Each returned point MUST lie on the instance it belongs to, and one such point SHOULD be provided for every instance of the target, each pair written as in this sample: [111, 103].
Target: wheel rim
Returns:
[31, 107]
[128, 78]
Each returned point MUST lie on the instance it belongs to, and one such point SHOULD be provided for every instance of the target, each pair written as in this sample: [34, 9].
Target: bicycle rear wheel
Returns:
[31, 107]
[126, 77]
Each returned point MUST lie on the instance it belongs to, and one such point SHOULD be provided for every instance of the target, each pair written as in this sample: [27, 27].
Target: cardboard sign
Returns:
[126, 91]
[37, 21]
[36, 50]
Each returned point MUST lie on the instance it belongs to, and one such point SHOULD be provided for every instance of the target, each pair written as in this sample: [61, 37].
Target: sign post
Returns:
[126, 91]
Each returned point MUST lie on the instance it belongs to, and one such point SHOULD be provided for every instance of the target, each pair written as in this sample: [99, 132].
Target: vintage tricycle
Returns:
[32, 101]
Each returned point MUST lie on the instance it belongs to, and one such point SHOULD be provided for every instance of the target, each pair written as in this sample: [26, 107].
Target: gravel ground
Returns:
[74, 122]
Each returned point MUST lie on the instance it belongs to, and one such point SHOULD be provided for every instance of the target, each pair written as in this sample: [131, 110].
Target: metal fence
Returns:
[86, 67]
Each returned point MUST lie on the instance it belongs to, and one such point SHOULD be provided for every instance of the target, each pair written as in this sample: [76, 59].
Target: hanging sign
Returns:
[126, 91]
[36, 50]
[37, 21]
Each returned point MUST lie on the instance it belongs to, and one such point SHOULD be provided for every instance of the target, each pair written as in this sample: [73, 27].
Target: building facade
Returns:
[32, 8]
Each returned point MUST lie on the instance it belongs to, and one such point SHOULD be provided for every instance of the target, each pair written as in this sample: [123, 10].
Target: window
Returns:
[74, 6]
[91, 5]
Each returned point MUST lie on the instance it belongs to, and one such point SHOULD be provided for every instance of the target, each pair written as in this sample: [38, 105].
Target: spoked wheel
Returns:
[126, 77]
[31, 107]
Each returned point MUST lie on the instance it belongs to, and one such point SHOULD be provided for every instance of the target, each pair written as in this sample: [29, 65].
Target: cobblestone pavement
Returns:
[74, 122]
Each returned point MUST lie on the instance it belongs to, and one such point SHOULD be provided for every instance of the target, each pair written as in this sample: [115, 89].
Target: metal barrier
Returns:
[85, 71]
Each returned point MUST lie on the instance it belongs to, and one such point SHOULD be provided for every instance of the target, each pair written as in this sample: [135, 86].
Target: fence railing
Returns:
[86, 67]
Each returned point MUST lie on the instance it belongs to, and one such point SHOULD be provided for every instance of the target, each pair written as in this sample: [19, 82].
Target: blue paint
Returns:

☆ ☆ ☆ ☆

◆ **Requirement**:
Reproduce every item above verbatim, keeping each line unchanged and in its original order.

◆ **Full output**:
Each returned point MUST lie on the instance it belongs to, and one such point SHOULD be provided for every instance of the target, each pair written as in this sample: [111, 103].
Target: wheel rim
Returns:
[31, 107]
[128, 78]
Each returned point MUST lie on the instance it belongs to, and one such point SHOULD be provided for every instance of the target, each pair written as in this sample: [34, 9].
Target: bicycle rear wheel
Returns:
[31, 107]
[126, 77]
Each returned point MUST lie on the instance it belongs to, and one such point SHOULD be provided for every instance of the target, each pair written as in this sample: [27, 27].
Target: cardboard sign
Returns:
[126, 91]
[37, 21]
[36, 50]
Each returned point MUST lie on the instance it belongs to, and one such point SHOULD be provided for every instance of the target, each pair written as in this sample: [61, 37].
Target: sign post
Returns:
[126, 91]
Each returned point MUST lie on the instance it belongs to, and one such point SHOULD be provided for every instance of the target, each pair written as in this sample: [99, 132].
Target: vintage tricycle
Returns:
[32, 101]
Each returned point MUST lie on the instance it belongs to, and one such point SHOULD be provided for every instance of the target, each pair written as in this sample: [26, 107].
Target: gravel ground
Returns:
[74, 122]
Each returned point MUST lie on the instance it belongs to, and one such point SHOULD be provided for every instance of the target, each pair written as in this sample: [131, 110].
Target: metal fence
Returns:
[86, 67]
Each returned point MUST lie on the instance it belongs to, and one such point SHOULD be provided for every instance of the target, each pair written as in this sample: [76, 59].
Target: hanging sign
Returns:
[126, 91]
[36, 50]
[37, 21]
Each returned point MUST lie on the instance it belongs to, and one such point SHOULD be provided for every instance of the target, each pair written as in this sample: [73, 27].
Target: building facade
Returns:
[32, 8]
Each returned point MUST lie on the instance it belongs to, and one such point SHOULD be provided for every instance of the target, each pair written as in this sample: [123, 10].
Target: window
Returns:
[74, 6]
[91, 5]
Each returned point MUST lie on the instance it belongs to, and one such point SHOULD be provided for every instance of the target, each pair written as in this sample: [38, 105].
Target: spoked wheel
Returns:
[126, 77]
[31, 107]
Each returned point MUST lie on the instance it belongs to, and one such point SHOULD be provided for every instance of the target, each pair written as in this sample: [29, 65].
Target: cobblestone pavement
Returns:
[74, 122]
Each returned point MUST lie on the instance it belongs to, and one such point SHOULD be provided for every instance of the target, each pair written as in this sample: [115, 89].
Target: metal barrier
Returns:
[85, 71]
Each returned point MUST lie on the instance it belongs to, and one such point SHOULD be provided for every instance of the target, each pair written as in this sample: [135, 86].
Target: fence railing
Returns:
[86, 67]
Each returned point MUST lie on the instance it belongs to, and one such point SHOULD be provided for every instance of the target, each pair written as in this sample: [19, 82].
Target: blue paint
Returns:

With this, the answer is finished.